▶ [DIRECTIONS FOR THIS TASK]:
Everything from the line that contains "evergreen tree in this photo as pixel coordinates." through the final line of the records should be written out exactly, and nothing outside that span.

(Point-based annotation data)
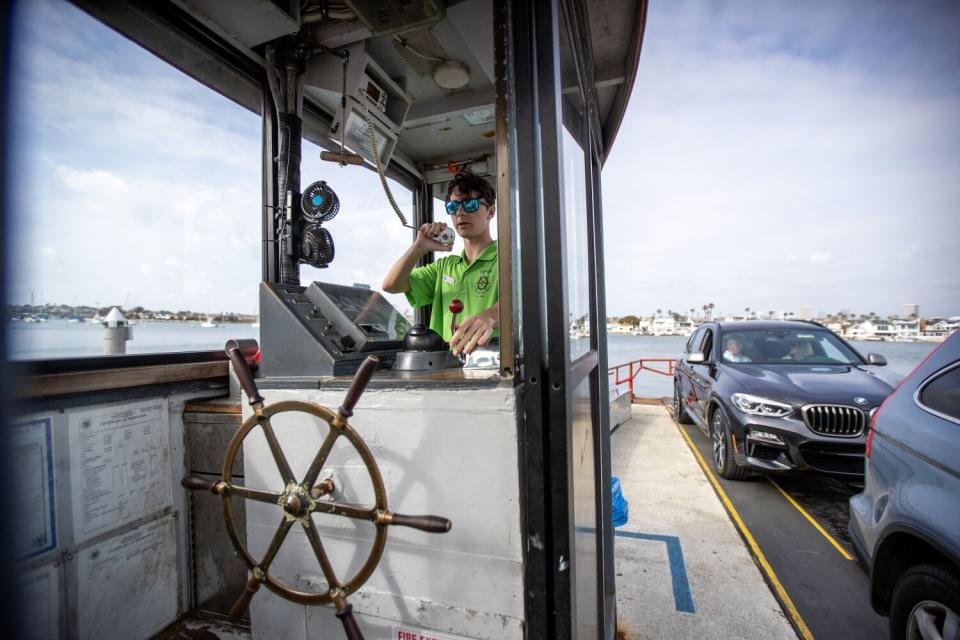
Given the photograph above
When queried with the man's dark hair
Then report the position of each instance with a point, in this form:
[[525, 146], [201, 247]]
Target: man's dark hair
[[467, 183]]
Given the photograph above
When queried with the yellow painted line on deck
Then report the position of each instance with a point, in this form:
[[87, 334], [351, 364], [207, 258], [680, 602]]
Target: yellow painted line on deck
[[795, 618], [816, 525]]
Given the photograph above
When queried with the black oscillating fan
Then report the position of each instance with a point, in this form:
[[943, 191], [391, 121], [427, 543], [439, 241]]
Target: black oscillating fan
[[319, 203], [316, 247]]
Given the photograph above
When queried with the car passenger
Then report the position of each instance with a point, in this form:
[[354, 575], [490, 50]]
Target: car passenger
[[734, 352]]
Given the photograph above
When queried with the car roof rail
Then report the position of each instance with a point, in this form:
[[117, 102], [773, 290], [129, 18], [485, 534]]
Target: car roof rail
[[813, 322]]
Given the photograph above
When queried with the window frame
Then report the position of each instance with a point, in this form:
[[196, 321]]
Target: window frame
[[918, 394]]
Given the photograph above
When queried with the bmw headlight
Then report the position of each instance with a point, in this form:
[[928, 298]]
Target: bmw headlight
[[757, 406]]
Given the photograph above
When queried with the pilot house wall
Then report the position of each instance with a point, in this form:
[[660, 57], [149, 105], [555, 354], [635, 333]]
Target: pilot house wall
[[101, 533]]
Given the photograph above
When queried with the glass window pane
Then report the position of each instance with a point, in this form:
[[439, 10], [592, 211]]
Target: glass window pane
[[133, 186], [943, 394], [577, 241]]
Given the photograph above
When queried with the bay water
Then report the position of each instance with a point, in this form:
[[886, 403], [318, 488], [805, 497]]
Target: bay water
[[64, 339]]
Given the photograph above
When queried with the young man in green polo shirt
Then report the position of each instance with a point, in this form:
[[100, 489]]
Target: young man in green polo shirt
[[471, 277]]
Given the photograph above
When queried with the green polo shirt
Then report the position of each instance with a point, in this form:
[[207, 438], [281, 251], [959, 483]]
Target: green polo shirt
[[476, 284]]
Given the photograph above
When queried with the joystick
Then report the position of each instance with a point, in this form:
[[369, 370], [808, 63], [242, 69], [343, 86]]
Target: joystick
[[424, 350], [456, 306]]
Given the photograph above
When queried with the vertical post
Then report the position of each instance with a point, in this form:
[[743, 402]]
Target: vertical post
[[270, 270]]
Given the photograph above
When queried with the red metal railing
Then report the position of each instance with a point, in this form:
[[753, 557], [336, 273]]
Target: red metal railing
[[636, 366]]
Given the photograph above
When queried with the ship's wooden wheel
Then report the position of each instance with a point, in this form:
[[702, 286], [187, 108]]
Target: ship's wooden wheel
[[298, 500]]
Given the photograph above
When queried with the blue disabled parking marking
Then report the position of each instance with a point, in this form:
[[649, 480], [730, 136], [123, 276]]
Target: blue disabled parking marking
[[682, 597]]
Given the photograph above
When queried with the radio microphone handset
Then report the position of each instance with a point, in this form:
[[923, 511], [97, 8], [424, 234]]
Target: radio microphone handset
[[445, 236]]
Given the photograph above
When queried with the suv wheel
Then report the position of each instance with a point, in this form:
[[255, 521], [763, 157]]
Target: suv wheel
[[925, 604], [679, 408], [723, 461]]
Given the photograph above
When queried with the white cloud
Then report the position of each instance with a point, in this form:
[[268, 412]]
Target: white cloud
[[819, 257], [765, 142]]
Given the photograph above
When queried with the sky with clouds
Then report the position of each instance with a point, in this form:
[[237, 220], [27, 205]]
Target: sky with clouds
[[780, 154], [774, 155]]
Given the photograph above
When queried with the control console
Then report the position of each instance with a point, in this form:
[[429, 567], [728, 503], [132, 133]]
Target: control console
[[325, 329]]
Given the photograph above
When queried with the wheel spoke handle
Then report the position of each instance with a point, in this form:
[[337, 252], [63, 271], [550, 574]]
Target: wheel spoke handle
[[430, 524], [337, 509], [360, 381], [235, 349], [350, 626], [253, 585]]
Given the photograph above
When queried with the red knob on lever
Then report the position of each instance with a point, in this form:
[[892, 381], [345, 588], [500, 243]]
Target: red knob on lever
[[456, 306]]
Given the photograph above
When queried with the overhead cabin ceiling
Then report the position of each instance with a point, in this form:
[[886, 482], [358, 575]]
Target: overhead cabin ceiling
[[221, 44]]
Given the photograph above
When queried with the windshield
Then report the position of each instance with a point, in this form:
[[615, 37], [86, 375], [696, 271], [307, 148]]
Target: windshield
[[790, 346]]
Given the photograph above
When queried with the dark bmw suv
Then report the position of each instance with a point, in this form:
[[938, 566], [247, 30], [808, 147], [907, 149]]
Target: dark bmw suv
[[778, 396]]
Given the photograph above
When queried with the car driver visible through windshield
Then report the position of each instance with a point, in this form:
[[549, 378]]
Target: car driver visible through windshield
[[758, 346]]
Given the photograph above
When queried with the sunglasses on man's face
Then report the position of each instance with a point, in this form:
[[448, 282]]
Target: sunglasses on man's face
[[469, 206]]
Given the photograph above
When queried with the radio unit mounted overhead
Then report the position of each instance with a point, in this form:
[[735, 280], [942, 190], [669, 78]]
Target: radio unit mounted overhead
[[386, 103]]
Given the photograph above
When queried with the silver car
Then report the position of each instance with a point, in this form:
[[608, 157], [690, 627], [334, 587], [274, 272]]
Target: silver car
[[905, 526]]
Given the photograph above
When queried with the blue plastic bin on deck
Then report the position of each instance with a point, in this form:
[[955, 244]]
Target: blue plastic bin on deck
[[621, 509]]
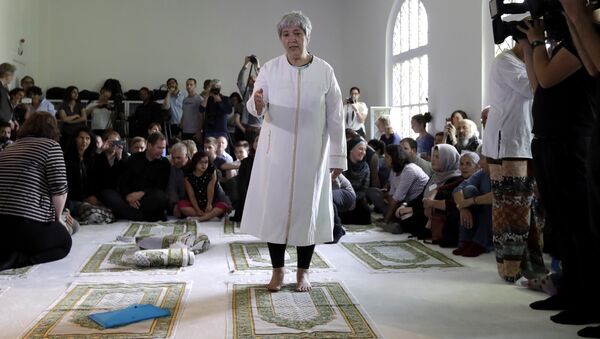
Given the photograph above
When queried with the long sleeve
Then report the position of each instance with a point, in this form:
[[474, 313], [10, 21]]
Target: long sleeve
[[261, 83], [335, 124]]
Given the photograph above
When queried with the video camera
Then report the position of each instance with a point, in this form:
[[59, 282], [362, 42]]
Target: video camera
[[253, 59], [550, 10]]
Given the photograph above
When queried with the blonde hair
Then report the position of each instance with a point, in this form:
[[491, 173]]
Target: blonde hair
[[384, 120], [191, 147]]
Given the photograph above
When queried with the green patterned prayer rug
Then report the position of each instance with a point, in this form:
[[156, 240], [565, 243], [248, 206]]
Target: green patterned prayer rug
[[20, 272], [327, 311], [68, 317], [252, 257], [119, 259], [359, 228], [398, 256], [139, 229]]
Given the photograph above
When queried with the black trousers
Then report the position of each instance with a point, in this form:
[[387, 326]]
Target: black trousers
[[560, 168], [27, 242], [277, 253], [152, 206]]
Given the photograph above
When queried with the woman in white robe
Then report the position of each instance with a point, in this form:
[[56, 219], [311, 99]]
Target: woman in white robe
[[302, 140]]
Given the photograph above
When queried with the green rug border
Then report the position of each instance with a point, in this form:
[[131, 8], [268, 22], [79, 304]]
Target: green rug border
[[163, 327], [356, 319], [354, 248]]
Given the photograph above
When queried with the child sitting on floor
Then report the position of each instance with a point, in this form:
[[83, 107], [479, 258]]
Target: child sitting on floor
[[201, 186]]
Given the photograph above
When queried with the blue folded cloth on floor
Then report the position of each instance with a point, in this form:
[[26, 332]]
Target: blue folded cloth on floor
[[129, 315]]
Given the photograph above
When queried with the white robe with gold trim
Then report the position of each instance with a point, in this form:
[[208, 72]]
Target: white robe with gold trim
[[302, 137]]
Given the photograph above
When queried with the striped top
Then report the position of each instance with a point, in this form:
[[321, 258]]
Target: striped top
[[32, 170]]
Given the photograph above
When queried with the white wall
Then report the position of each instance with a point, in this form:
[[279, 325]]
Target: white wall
[[20, 19], [143, 42], [455, 53]]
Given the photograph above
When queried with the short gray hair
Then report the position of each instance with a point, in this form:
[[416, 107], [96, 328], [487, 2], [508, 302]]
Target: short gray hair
[[179, 147], [295, 19], [7, 69]]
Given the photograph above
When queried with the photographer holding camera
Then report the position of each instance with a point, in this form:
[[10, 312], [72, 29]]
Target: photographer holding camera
[[563, 89], [355, 112], [215, 107], [250, 124]]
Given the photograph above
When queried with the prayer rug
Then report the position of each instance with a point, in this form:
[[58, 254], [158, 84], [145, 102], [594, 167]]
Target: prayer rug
[[68, 317], [138, 229], [231, 228], [20, 272], [249, 257], [119, 259], [359, 228], [398, 256], [327, 311]]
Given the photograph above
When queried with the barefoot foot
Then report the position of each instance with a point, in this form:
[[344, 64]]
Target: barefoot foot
[[303, 284], [276, 280]]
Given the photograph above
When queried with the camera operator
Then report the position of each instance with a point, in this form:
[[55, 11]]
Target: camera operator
[[506, 145], [100, 111], [215, 107], [174, 104], [355, 112], [560, 149], [250, 124]]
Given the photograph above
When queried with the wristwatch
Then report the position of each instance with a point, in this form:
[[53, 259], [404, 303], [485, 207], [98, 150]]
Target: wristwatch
[[536, 43]]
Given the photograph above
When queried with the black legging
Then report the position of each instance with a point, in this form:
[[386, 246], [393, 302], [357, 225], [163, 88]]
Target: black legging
[[28, 242], [277, 253]]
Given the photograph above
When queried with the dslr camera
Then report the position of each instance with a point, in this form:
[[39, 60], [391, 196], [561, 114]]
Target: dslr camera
[[550, 11], [253, 59]]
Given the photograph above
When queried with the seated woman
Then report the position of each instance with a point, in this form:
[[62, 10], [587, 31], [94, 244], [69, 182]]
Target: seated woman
[[79, 161], [201, 186], [407, 181], [388, 136], [358, 173], [435, 206], [137, 145], [473, 199], [32, 198], [467, 136]]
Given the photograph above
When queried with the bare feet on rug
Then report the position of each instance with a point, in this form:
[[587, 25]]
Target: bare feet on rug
[[303, 284], [276, 280]]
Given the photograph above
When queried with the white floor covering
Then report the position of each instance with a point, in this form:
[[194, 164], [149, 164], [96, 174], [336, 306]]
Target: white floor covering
[[461, 303]]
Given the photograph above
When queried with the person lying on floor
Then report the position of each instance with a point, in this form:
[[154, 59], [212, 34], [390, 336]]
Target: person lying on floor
[[201, 186], [407, 181], [434, 207], [33, 192], [143, 185], [473, 199], [358, 173]]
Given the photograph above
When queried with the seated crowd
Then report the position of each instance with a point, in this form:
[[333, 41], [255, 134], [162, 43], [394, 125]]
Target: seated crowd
[[421, 186]]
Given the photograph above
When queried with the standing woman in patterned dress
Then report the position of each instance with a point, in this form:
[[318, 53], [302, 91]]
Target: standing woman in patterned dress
[[301, 148]]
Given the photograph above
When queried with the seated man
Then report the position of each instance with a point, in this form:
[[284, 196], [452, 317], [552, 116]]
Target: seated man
[[344, 199], [409, 145], [143, 186], [467, 136]]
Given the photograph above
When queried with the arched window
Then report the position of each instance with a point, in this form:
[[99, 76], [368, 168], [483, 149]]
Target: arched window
[[409, 65]]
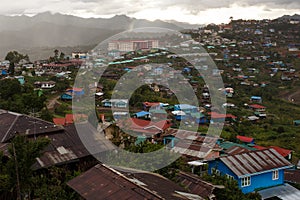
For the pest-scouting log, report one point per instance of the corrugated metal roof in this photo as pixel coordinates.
(236, 150)
(103, 182)
(255, 162)
(284, 192)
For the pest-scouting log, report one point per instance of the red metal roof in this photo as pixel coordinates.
(256, 106)
(145, 126)
(255, 162)
(260, 147)
(59, 121)
(245, 139)
(282, 151)
(236, 150)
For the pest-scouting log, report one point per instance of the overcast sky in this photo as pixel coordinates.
(192, 11)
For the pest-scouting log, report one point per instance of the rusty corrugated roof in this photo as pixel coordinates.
(255, 161)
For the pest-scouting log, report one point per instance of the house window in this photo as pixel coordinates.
(215, 171)
(229, 177)
(246, 181)
(275, 175)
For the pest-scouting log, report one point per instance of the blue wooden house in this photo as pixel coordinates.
(185, 108)
(254, 170)
(66, 96)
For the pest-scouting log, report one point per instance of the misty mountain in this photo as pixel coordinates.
(290, 17)
(58, 30)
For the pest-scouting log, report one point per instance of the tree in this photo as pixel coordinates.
(17, 173)
(15, 57)
(8, 88)
(56, 54)
(61, 56)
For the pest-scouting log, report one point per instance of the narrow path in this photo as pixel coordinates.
(52, 102)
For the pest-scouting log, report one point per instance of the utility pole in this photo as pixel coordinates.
(17, 174)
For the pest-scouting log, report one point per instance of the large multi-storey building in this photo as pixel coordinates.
(132, 45)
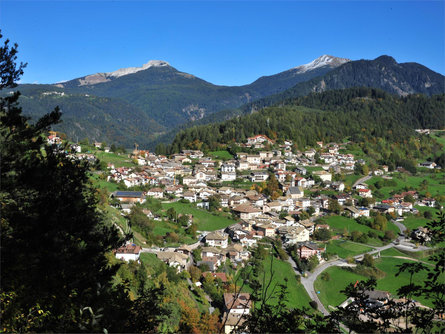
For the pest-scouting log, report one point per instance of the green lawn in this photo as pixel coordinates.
(392, 252)
(223, 155)
(204, 219)
(119, 160)
(330, 290)
(391, 283)
(435, 184)
(413, 222)
(340, 223)
(99, 183)
(346, 248)
(313, 168)
(351, 178)
(439, 137)
(296, 294)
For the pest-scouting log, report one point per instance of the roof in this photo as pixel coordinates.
(233, 319)
(246, 208)
(377, 294)
(221, 276)
(216, 236)
(237, 300)
(129, 249)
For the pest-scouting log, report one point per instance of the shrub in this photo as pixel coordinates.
(313, 304)
(325, 276)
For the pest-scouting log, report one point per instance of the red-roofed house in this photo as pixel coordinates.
(128, 252)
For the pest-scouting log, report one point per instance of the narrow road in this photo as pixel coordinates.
(362, 179)
(308, 282)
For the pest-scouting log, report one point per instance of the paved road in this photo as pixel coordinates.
(308, 282)
(362, 179)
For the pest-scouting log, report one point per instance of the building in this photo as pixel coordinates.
(128, 253)
(295, 192)
(129, 196)
(247, 211)
(217, 239)
(323, 175)
(176, 260)
(308, 249)
(236, 305)
(155, 193)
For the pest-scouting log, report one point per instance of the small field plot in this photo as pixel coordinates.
(345, 248)
(296, 294)
(119, 160)
(339, 224)
(204, 219)
(330, 294)
(223, 155)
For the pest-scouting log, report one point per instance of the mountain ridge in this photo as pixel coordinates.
(170, 99)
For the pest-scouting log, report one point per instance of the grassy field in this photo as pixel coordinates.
(330, 290)
(439, 137)
(222, 155)
(204, 219)
(340, 223)
(313, 168)
(119, 160)
(351, 178)
(99, 183)
(413, 222)
(346, 248)
(391, 283)
(296, 294)
(435, 184)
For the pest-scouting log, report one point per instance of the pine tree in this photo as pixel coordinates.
(55, 275)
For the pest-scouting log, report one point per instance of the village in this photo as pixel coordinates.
(272, 194)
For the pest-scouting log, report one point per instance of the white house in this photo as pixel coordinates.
(129, 252)
(217, 239)
(323, 175)
(155, 193)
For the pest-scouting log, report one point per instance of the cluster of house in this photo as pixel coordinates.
(396, 204)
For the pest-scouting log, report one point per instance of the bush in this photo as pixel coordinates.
(322, 234)
(325, 276)
(368, 260)
(427, 215)
(313, 304)
(389, 235)
(372, 234)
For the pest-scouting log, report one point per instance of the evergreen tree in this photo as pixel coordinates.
(55, 275)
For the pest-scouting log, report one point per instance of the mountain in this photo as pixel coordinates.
(153, 99)
(382, 73)
(361, 114)
(148, 104)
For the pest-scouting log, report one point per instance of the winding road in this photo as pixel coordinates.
(308, 282)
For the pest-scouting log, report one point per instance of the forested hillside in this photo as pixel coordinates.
(149, 106)
(359, 114)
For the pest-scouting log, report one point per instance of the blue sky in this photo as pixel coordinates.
(227, 42)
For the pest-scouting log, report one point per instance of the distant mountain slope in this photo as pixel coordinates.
(96, 118)
(148, 104)
(328, 116)
(167, 97)
(383, 73)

▶ [WRITTEN ANSWER]:
For the pest-scouting log, report one point per instance of the evergreen tree in this photo as pixel coordinates.
(55, 275)
For the pest-scouting log, report one point per instance of the mountain in this photo as pixel coordinates.
(153, 99)
(382, 73)
(361, 114)
(148, 104)
For the pest-scouting log, report one point per instance of the winding road in this photo as pixel coordinates.
(308, 282)
For the pest-scouting log, report one point per instance of the forested hillside in this photo as pixel coordinates.
(149, 106)
(359, 114)
For the pest-scouting log, report one point per instance of the blue sky in this photo as pixel coordinates.
(227, 42)
For the pest-scouting log, report one point per instance of the distant mountain slope in this photo as pixel coordinates.
(96, 118)
(148, 104)
(328, 116)
(167, 97)
(383, 73)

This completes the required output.